# [SELECTED PASSAGE]
People who drink light "beer" don't like the taste of beer; they just like to pee a lot. --Capital Brewery, Middleton, WI



Give me a woman who loves beer and I will conquer the world. --Kaiser Wilhelm


Not all chemicals are bad. Without chemicals such as hydrogen and oxygen, for example, there would be no way to make water, a vital ingredient in beer. --Dave Barry


I drink to make other people interesting. --George Jean Nathan


Beer, if drank with moderation, softens the temper, cheers the spirit and promotes health. --Thomas Jefferson


Let no man thirst for good beer. -- Sam Adams


He was a wise man who invented beer. -- Plato


Time is never wasted when you're wasted all the time.-- Catherine Zandonella





A good local pub has much in common with a church, except that a pub is warmer, and there's more conversation.-- William Blake


An intelligent man is sometimes forced to be drunk to spend time with his fools. -- For Whom the Bell Tolls, Ernest Hemmingway


You're not drunk if you can lie on the floor without holding on.-- Dean Martin


Evangelical perfection cannot be conceived of without a strong dose of egoism, pride, toughness, and beer.-- Charles De Gaulle


If God had intended us to drink beer, He would have given us stomachs. --David Daye


I am a firm believer in the people. If given the truth, they can be depended upon to meet any national crisis. The great point is to bring them the real facts, and beer.-- Abraham Lincoln


A herd of buffalo can only move as fast as the slowest buffalo. And when the herd is hunted, it is the slowest and weakest ones at the back that are killed first. This natural selection is good for the herd as a whole, because the general speed and health of the whole group keeps improving by the regular killing of the weakest members. In much the same way, the human brain can only operate as fast as the slowest brain cells. Excessive intake of alcohol, we all know, kills brain cells, but naturally it attacks the slowest and weakest brain cells first. In this way, regular consumption of beer eliminates the weaker brain cells, making the brain a faster and more efficient machine. And that's why you always feel smarter after a few beers.

# [SET OF TASKS]
#1 How would you render the sentence "Let no man thirst for good beer." from the beer quotations in French?
#2 Could you extend the collection of beer quotations beyond its final sentence?

# [SUPPLIED INFORMATION]

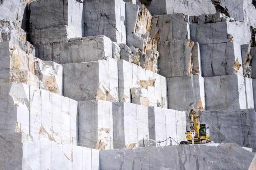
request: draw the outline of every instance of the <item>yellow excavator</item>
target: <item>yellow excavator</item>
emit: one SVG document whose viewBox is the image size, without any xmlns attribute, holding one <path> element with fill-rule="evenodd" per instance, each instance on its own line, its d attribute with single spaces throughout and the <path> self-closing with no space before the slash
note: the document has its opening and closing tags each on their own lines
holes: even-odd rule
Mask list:
<svg viewBox="0 0 256 170">
<path fill-rule="evenodd" d="M 200 113 L 199 110 L 199 114 Z M 208 140 L 210 139 L 210 136 L 207 136 L 206 132 L 206 128 L 208 128 L 208 127 L 206 128 L 205 124 L 198 123 L 198 116 L 195 110 L 190 109 L 189 114 L 189 118 L 191 121 L 190 130 L 187 130 L 186 133 L 188 141 L 180 142 L 181 144 L 207 143 L 211 142 L 211 141 Z"/>
</svg>

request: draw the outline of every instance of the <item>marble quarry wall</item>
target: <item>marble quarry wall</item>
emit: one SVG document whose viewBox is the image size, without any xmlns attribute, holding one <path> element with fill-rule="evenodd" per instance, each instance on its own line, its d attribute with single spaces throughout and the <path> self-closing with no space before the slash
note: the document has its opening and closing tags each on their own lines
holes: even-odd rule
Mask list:
<svg viewBox="0 0 256 170">
<path fill-rule="evenodd" d="M 0 0 L 0 169 L 254 169 L 256 2 L 183 1 Z"/>
</svg>

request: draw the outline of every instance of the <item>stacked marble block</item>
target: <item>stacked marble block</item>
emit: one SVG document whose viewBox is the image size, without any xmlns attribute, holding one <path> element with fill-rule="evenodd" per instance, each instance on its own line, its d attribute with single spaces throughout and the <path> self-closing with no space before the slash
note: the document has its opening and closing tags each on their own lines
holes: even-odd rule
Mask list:
<svg viewBox="0 0 256 170">
<path fill-rule="evenodd" d="M 242 66 L 241 47 L 251 40 L 250 27 L 220 13 L 190 20 L 191 39 L 200 44 L 206 109 L 254 108 L 252 80 L 244 77 Z"/>
<path fill-rule="evenodd" d="M 178 13 L 152 17 L 150 34 L 158 42 L 159 74 L 167 78 L 169 108 L 205 108 L 200 48 L 190 40 L 189 16 Z"/>
<path fill-rule="evenodd" d="M 254 27 L 256 14 L 254 0 L 188 0 L 186 3 L 178 0 L 152 0 L 148 6 L 151 14 L 157 15 L 179 12 L 190 16 L 221 12 L 236 20 L 248 23 Z M 202 8 L 207 6 L 207 8 Z"/>
<path fill-rule="evenodd" d="M 217 105 L 220 108 L 254 107 L 250 93 L 252 91 L 252 79 L 243 77 L 241 67 L 241 45 L 248 43 L 251 39 L 248 25 L 220 13 L 189 18 L 182 14 L 155 17 L 160 21 L 156 25 L 156 28 L 163 27 L 171 31 L 162 29 L 158 32 L 158 49 L 161 56 L 159 73 L 168 78 L 169 108 L 188 111 L 198 106 L 210 110 L 214 107 L 216 109 Z M 192 40 L 185 40 L 188 35 Z M 223 78 L 221 76 L 230 79 L 227 84 L 234 85 L 233 88 L 226 86 L 220 92 L 228 96 L 226 97 L 219 98 L 216 91 L 217 89 L 220 90 L 217 82 Z M 234 96 L 228 93 L 234 90 L 237 93 Z M 184 92 L 181 94 L 180 91 Z"/>
<path fill-rule="evenodd" d="M 158 142 L 170 136 L 179 143 L 185 140 L 184 112 L 102 101 L 79 102 L 78 108 L 79 146 L 113 149 L 141 147 L 147 138 Z M 160 145 L 170 145 L 170 140 Z"/>
<path fill-rule="evenodd" d="M 100 151 L 23 133 L 0 134 L 1 169 L 98 170 Z"/>
<path fill-rule="evenodd" d="M 2 132 L 76 143 L 77 101 L 22 83 L 5 83 L 0 90 Z"/>
</svg>

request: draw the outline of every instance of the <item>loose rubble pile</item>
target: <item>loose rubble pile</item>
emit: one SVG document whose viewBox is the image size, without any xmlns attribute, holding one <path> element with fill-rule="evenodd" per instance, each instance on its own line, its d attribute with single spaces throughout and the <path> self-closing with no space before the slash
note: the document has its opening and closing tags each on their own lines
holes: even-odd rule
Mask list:
<svg viewBox="0 0 256 170">
<path fill-rule="evenodd" d="M 0 0 L 1 169 L 254 169 L 255 1 L 185 1 Z"/>
</svg>

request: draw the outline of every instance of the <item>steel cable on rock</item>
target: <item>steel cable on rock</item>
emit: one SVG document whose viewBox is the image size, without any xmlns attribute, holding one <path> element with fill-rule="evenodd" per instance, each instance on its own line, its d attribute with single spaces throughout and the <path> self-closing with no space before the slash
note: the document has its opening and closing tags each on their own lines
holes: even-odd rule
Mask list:
<svg viewBox="0 0 256 170">
<path fill-rule="evenodd" d="M 219 110 L 216 111 L 209 111 L 209 112 L 210 113 L 216 113 L 218 112 L 223 111 L 224 110 L 227 109 L 230 106 L 231 106 L 231 105 L 234 103 L 235 102 L 236 100 L 237 99 L 237 97 L 238 97 L 238 95 L 242 91 L 242 88 L 244 87 L 244 85 L 245 83 L 245 80 L 244 80 L 244 81 L 243 83 L 242 83 L 241 82 L 241 84 L 240 84 L 240 85 L 239 86 L 238 93 L 236 94 L 236 95 L 235 97 L 235 98 L 232 100 L 232 101 L 231 101 L 231 102 L 227 106 L 225 107 L 224 108 L 220 110 Z"/>
<path fill-rule="evenodd" d="M 228 139 L 232 141 L 232 142 L 233 142 L 235 143 L 235 144 L 236 144 L 239 145 L 240 146 L 240 147 L 244 147 L 244 146 L 240 145 L 240 144 L 238 144 L 238 143 L 237 143 L 237 142 L 236 142 L 234 141 L 233 140 L 232 140 L 232 139 L 230 139 L 230 138 L 229 138 L 225 134 L 224 134 L 223 133 L 222 133 L 222 132 L 221 132 L 221 131 L 218 128 L 217 128 L 216 127 L 215 127 L 215 126 L 212 123 L 212 122 L 211 122 L 209 120 L 209 119 L 207 119 L 207 118 L 204 115 L 203 113 L 202 113 L 202 114 L 204 115 L 204 117 L 205 117 L 205 118 L 207 119 L 207 120 L 209 122 L 210 122 L 210 123 L 212 124 L 212 126 L 213 126 L 213 127 L 215 128 L 221 134 L 222 134 L 223 136 L 224 136 L 225 137 L 226 137 L 226 138 L 227 138 Z"/>
</svg>

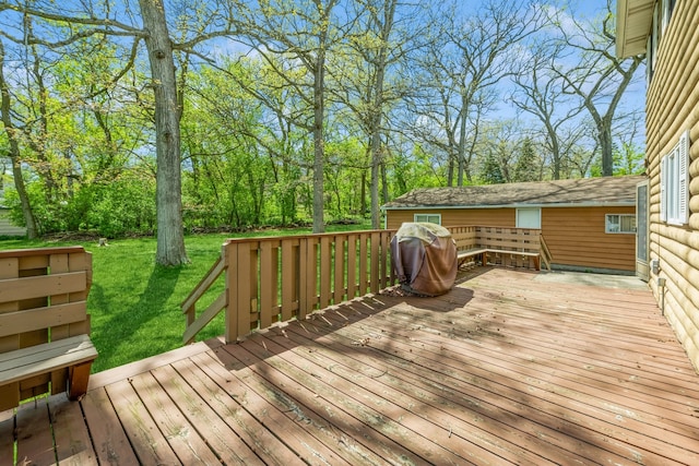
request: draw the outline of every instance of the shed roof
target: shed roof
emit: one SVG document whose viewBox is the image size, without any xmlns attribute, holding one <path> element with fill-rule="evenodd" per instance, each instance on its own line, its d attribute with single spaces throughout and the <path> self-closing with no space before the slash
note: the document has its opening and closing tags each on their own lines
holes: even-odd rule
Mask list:
<svg viewBox="0 0 699 466">
<path fill-rule="evenodd" d="M 383 205 L 406 208 L 485 208 L 516 206 L 635 205 L 636 184 L 644 176 L 484 184 L 461 188 L 420 188 Z"/>
</svg>

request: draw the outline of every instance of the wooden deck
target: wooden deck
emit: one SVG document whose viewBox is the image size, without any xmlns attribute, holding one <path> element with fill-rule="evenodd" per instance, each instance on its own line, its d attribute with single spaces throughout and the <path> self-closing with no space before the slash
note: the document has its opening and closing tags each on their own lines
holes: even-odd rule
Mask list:
<svg viewBox="0 0 699 466">
<path fill-rule="evenodd" d="M 699 375 L 650 292 L 541 278 L 475 268 L 94 374 L 0 414 L 0 464 L 13 439 L 33 465 L 699 464 Z"/>
</svg>

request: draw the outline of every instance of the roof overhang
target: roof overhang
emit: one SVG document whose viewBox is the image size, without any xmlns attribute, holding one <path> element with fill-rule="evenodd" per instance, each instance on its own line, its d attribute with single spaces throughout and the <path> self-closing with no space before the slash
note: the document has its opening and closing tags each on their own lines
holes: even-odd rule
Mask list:
<svg viewBox="0 0 699 466">
<path fill-rule="evenodd" d="M 653 25 L 655 0 L 617 0 L 616 55 L 627 58 L 645 53 L 645 43 Z"/>
<path fill-rule="evenodd" d="M 451 210 L 481 210 L 481 208 L 552 208 L 552 207 L 633 207 L 635 201 L 629 202 L 559 202 L 553 204 L 494 204 L 494 205 L 413 205 L 413 206 L 387 206 L 381 211 L 451 211 Z"/>
</svg>

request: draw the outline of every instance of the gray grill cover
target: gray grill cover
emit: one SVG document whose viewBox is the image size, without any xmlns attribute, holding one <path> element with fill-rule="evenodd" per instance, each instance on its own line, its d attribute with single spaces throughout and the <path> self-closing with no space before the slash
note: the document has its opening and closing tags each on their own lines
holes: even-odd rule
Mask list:
<svg viewBox="0 0 699 466">
<path fill-rule="evenodd" d="M 391 239 L 391 262 L 402 287 L 418 295 L 443 295 L 457 278 L 457 246 L 436 224 L 401 225 Z"/>
</svg>

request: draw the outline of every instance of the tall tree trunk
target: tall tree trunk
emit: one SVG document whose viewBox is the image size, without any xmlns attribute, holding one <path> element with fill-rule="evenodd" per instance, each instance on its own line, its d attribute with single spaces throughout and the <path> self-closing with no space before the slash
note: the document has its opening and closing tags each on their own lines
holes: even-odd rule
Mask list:
<svg viewBox="0 0 699 466">
<path fill-rule="evenodd" d="M 175 60 L 159 0 L 139 0 L 143 26 L 147 32 L 145 47 L 151 62 L 155 93 L 155 147 L 157 156 L 156 208 L 157 250 L 155 262 L 181 265 L 189 262 L 185 250 L 182 225 L 182 174 L 180 167 L 179 117 Z"/>
<path fill-rule="evenodd" d="M 22 165 L 20 143 L 17 142 L 17 129 L 14 128 L 11 115 L 11 101 L 10 89 L 8 88 L 8 82 L 4 79 L 4 47 L 0 41 L 0 117 L 4 131 L 8 134 L 10 143 L 10 159 L 12 160 L 12 177 L 14 178 L 14 188 L 17 190 L 20 198 L 20 204 L 22 206 L 22 215 L 24 216 L 24 223 L 26 224 L 26 236 L 29 239 L 38 238 L 39 232 L 36 227 L 36 218 L 34 217 L 34 211 L 32 211 L 32 204 L 29 203 L 29 196 L 24 186 L 24 177 L 22 176 Z"/>
<path fill-rule="evenodd" d="M 313 232 L 325 231 L 323 220 L 323 180 L 324 180 L 324 135 L 325 115 L 325 50 L 324 44 L 318 49 L 318 60 L 313 70 Z"/>
</svg>

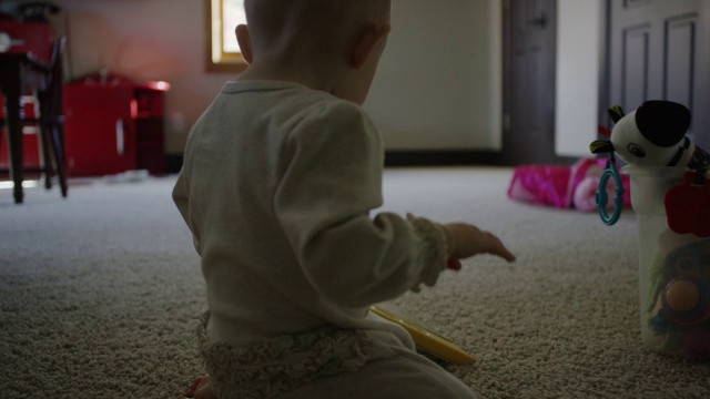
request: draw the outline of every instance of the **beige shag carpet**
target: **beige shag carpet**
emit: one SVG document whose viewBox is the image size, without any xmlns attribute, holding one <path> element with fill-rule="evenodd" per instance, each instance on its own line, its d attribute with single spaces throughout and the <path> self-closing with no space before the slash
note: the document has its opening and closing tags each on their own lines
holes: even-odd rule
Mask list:
<svg viewBox="0 0 710 399">
<path fill-rule="evenodd" d="M 399 307 L 475 356 L 448 366 L 480 398 L 710 398 L 710 362 L 640 338 L 636 216 L 510 201 L 513 171 L 389 168 L 385 207 L 500 235 L 483 256 Z M 199 259 L 174 176 L 73 181 L 69 197 L 0 190 L 0 397 L 179 398 L 201 372 Z"/>
</svg>

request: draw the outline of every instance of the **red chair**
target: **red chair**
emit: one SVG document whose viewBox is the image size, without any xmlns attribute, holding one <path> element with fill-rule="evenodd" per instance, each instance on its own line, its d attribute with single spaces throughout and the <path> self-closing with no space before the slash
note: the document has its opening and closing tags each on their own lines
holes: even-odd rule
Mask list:
<svg viewBox="0 0 710 399">
<path fill-rule="evenodd" d="M 0 25 L 2 24 L 0 22 Z M 48 190 L 52 187 L 52 178 L 57 176 L 63 197 L 68 193 L 62 103 L 65 41 L 64 37 L 60 37 L 51 42 L 49 69 L 41 76 L 43 82 L 41 82 L 40 88 L 42 89 L 37 90 L 34 93 L 37 101 L 24 103 L 24 114 L 22 115 L 23 129 L 33 127 L 36 130 L 38 134 L 34 143 L 40 144 L 39 149 L 41 149 L 39 156 L 32 156 L 32 151 L 24 152 L 24 172 L 42 173 L 44 175 L 44 187 Z M 37 105 L 39 105 L 39 109 Z M 4 113 L 0 115 L 0 123 L 3 126 L 6 125 Z M 2 150 L 2 139 L 3 135 L 0 135 L 0 150 Z M 31 144 L 32 140 L 26 140 L 26 143 Z M 2 157 L 0 157 L 0 161 L 2 161 Z"/>
</svg>

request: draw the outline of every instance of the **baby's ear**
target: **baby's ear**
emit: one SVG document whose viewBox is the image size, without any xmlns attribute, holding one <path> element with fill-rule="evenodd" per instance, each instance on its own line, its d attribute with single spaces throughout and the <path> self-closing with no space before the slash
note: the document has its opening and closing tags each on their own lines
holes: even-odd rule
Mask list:
<svg viewBox="0 0 710 399">
<path fill-rule="evenodd" d="M 248 34 L 248 28 L 245 24 L 236 25 L 234 30 L 236 34 L 236 42 L 240 43 L 240 51 L 247 64 L 252 63 L 252 37 Z"/>
<path fill-rule="evenodd" d="M 387 24 L 368 24 L 359 34 L 353 51 L 351 52 L 349 65 L 355 69 L 362 68 L 373 53 L 373 50 L 381 40 L 385 40 L 392 27 Z"/>
</svg>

# [REPLIES]
#1 Qu'aucun homme n'ait soif de bonne bière.

#2
I think that I shall never hear, a poem lovlier than beer
The beer the Crow's Nest has on tap, with golden crown and foamy cap
The beer I sit and drink all day, until my memory melts away
Poems are made by fools I fear, but only GMO can live on beer!


Give a man a fish.......feed him for a day.
Teach a man to fish.......he'll drink all your beer.


How do you keep a southern baptist from drinking all you beer on a fishing trip?

.......invite another one!





A philosophy professor stood before his class with several items laid out on a table in front of him.
As the class began, he picked up a large, empty mayonnaise jar and proceeded to fill it with rocks, each about 2" in diameter. When he had piled the rocks to the brim, he asked the students if they though the jar was full?
They all agreed that it was.
The professor then picked up a box of pebbles and poured them into the jar, shaking it slightly so that the pebbles rolled into the gaps between the rocks. Once more, he asked the students if the jar was full.
Again, they agreed it was.
With that, the professor picked up a box of sand and poured it into the jar, where it filled the spaces between the rocks and the pebbles. "Now," said the professor, "I want you to recognize that this is your life. The rocks are the important things - your family, your partner, your health, your children - things that would still make your life full even if everything else was lost. The pebbles are the other things that matter, like your job, your house, your car. The sand is everything else; the small details of life.
"If you put the sand into the jar first, there will be no room for the pebbles or the rocks. The same goes for your life. If you spend all your time and energy on the small stuff, you will never have room for the things that are most important to you. Take care of the rocks first - the things that really matter. The rest is just sand."
At this point a student stood up, popped the cap on a bottle of pale ale and walked to the front of the room. Taking the supposedly full mayonnaise jar from the professor, he raised the bottle and poured it into the jar, filling the remaining spaces with the ale and proving that...
...no matter how full your life, there is always room for beer!